:: Data ::
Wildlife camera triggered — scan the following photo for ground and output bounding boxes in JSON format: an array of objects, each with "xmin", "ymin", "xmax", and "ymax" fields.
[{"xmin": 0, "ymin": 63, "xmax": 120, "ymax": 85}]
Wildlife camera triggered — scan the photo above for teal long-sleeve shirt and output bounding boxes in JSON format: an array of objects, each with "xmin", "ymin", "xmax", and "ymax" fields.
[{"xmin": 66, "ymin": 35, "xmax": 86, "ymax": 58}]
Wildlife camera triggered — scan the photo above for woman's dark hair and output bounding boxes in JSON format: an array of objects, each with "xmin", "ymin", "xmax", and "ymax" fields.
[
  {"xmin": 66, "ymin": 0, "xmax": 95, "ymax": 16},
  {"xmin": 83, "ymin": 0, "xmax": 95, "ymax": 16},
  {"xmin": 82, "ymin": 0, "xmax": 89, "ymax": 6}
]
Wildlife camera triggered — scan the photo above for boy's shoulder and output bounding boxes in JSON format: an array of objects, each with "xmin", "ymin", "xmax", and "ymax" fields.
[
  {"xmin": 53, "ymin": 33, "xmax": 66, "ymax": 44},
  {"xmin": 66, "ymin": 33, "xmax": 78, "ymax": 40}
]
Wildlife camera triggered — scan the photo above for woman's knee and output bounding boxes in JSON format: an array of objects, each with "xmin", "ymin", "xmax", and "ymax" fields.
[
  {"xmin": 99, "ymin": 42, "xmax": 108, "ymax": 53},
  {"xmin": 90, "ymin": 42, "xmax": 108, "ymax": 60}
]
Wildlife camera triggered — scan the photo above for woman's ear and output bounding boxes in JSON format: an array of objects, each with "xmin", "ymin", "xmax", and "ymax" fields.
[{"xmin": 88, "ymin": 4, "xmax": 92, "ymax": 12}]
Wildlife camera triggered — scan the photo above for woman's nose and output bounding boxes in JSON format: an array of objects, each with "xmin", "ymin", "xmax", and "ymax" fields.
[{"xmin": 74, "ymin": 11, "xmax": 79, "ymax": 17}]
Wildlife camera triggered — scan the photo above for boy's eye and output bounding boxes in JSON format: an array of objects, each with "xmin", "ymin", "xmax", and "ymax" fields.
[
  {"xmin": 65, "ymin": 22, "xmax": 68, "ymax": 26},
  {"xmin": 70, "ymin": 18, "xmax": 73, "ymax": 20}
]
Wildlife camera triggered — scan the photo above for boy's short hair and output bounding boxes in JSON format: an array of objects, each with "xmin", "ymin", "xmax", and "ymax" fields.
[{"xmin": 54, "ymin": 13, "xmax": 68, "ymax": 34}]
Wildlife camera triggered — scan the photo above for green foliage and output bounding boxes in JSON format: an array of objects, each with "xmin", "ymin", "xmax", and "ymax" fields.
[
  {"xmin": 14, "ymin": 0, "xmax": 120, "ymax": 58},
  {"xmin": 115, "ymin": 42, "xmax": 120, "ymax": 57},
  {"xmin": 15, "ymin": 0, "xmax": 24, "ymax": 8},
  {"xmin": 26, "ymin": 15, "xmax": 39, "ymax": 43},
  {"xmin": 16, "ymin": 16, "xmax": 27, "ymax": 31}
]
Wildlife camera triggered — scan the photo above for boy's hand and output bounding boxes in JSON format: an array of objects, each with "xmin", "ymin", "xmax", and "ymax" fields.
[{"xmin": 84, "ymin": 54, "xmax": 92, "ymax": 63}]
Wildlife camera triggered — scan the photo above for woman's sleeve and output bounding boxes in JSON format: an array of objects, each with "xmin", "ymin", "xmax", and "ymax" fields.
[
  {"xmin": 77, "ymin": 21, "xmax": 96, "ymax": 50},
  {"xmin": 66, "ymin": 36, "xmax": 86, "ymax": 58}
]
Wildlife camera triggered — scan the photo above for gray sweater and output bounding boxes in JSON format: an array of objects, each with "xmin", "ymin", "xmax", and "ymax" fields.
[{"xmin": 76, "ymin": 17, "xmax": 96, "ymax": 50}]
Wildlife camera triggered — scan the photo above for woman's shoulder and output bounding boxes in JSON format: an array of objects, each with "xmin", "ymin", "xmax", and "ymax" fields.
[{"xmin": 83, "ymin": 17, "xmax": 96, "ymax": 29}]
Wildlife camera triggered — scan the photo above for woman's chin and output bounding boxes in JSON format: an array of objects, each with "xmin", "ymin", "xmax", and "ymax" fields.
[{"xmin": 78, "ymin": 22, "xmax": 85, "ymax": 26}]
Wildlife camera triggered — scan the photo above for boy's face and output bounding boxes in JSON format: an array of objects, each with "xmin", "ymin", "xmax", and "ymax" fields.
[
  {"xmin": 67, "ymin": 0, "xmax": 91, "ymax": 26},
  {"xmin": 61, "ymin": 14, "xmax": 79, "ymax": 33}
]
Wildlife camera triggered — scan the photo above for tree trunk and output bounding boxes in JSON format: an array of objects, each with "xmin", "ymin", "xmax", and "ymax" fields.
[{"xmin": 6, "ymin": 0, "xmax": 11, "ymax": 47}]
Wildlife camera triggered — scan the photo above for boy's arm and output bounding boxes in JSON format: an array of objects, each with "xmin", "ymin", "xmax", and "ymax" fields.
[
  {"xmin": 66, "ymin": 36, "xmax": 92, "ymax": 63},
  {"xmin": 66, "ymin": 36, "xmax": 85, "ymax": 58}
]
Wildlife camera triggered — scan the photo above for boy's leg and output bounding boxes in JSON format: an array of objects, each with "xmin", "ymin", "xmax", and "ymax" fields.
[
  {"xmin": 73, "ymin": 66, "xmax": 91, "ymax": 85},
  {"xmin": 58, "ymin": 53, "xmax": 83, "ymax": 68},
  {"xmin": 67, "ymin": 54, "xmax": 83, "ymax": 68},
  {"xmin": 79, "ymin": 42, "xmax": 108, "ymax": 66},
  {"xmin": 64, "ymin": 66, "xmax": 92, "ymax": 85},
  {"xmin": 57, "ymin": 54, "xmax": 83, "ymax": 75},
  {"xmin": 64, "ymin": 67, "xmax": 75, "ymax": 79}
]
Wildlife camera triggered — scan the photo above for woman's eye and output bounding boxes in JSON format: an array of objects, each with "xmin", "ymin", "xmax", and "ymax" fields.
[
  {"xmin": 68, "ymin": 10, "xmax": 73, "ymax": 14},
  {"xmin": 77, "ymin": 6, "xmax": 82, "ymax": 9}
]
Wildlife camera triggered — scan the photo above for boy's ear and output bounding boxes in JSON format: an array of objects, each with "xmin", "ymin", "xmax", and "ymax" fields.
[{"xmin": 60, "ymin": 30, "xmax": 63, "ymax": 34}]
:::
Starting at the line with "Wildlife camera triggered — scan the photo above for boy's leg", copy every line down to the last one above, exactly as written and with nothing else.

Wildlife camera triggered — scan the photo above for boy's leg and output bounding boxes in JSON format: an array of objects, each with "xmin", "ymin", "xmax", and "ymax" fields.
[
  {"xmin": 73, "ymin": 66, "xmax": 91, "ymax": 85},
  {"xmin": 58, "ymin": 53, "xmax": 83, "ymax": 68},
  {"xmin": 67, "ymin": 54, "xmax": 83, "ymax": 68},
  {"xmin": 79, "ymin": 42, "xmax": 108, "ymax": 66},
  {"xmin": 64, "ymin": 66, "xmax": 92, "ymax": 85},
  {"xmin": 57, "ymin": 54, "xmax": 83, "ymax": 75},
  {"xmin": 64, "ymin": 67, "xmax": 75, "ymax": 79}
]
Wildlife camera triggered — scan the photo above for woman's eye and output bounding boxes in JSON format: an array of objects, each with "xmin", "ymin", "xmax", and "ymax" fields.
[
  {"xmin": 68, "ymin": 10, "xmax": 73, "ymax": 14},
  {"xmin": 77, "ymin": 6, "xmax": 82, "ymax": 9}
]
Wildlife camera triggered — scan the photo above for boy's ear and output bounding boxes in JSON format: an array of objects, each with "xmin", "ymin", "xmax", and "ymax" fields.
[{"xmin": 60, "ymin": 30, "xmax": 63, "ymax": 34}]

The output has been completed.